*** EXCERPT Section Begins ***
Job Market Candidates 2021/22
Program of Economics

Maximilian Mayer

Contact Information

Goethe University Frankfurt
House of Finance (Room 3.43)
Theodor-W.-Adorno Platz 3
60323 Frankfurt am Main, Germany

Phone: +49 176 73568040
Personal Website:


Ph.D., Economics, Goethe University Frankfurt, 2022 (expected)
M.Sc., Money and Finance, Goethe University Frankfurt, 2016
B.Sc., Economics, Humboldt University Berlin, 2014

Fields of Specialization:

Labor Markets, Corporate Finance, Banking

Curriculum Vitae:

View Curriculum Vitae


Prof. Ester Faia (Advisor)
*** EXCERPT Section Ends ***
*** GIVEN INFORMATION Section Begins ***
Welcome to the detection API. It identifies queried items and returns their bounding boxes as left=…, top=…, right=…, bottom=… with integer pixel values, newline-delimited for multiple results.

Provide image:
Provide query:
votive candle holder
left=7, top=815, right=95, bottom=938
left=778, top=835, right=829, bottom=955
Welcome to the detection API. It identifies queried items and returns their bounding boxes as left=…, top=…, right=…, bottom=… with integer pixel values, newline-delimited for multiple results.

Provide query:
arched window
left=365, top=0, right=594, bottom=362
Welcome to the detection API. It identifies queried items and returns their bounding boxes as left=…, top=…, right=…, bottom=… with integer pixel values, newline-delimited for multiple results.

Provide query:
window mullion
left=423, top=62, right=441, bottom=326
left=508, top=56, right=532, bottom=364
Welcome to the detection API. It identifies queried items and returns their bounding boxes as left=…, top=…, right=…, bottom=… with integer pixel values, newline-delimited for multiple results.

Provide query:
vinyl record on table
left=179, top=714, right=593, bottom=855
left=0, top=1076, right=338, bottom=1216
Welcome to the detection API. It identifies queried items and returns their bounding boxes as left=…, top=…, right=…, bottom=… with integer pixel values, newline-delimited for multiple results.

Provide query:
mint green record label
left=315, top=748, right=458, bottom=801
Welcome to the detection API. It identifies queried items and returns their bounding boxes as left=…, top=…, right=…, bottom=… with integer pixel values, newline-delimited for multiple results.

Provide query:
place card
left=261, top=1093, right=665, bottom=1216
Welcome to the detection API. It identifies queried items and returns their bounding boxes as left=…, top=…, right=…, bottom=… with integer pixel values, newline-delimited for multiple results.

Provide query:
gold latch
*** GIVEN INFORMATION Section Ends ***
**ASSIGNED TASK 1**
In the job market profile, what master's degree is listed, and from which university?
**ASSIGNED TASK 2**
Write the next part of the job market profile, picking up after its last line.

**RESPONSE AREA 1**
An M.Sc. in Money and Finance from Goethe University Frankfurt, 2016.

**RESPONSE AREA 2**
Chair in Monetary and Fiscal Policy
Goethe University, Frankfurt
Prof. Gianmarco Ottaviano
Department of Economics
Bocconi University, Milan
Prof. Vincenzo Pezone
Department of Finance
Tilburg University, Tilburg



Job Market Paper:

The Right Director in the Right Firm: Director Heterogeneity, Sorting and Firm Performance

Abstract: This paper studies the sorting of firms and directors appointed to their boards. I apply a finite-mixture random-effects model to estimate the contribution of unobserved firm and director heterogeneity while explicitly allowing for an interaction between the two to estimate the quality of the match between board members and firms. Results reveal that positive complementarities drive positive sorting. Using hand-collected data and textual analysis to build a large dataset on directors' skills and qualifications, I find directors with specialized skill sets to be associated with larger complementarities. In contrast, consistent with the idea of knowledge hierarchies in the firm, CEOs or CFOs tend to be generalists relying on directors' advice. Finally, using unexpected deaths of board members the paper establishes a positive causal effect of boards, where productivity is concentrated to a few highly complementary directors, on firm value and firm performance.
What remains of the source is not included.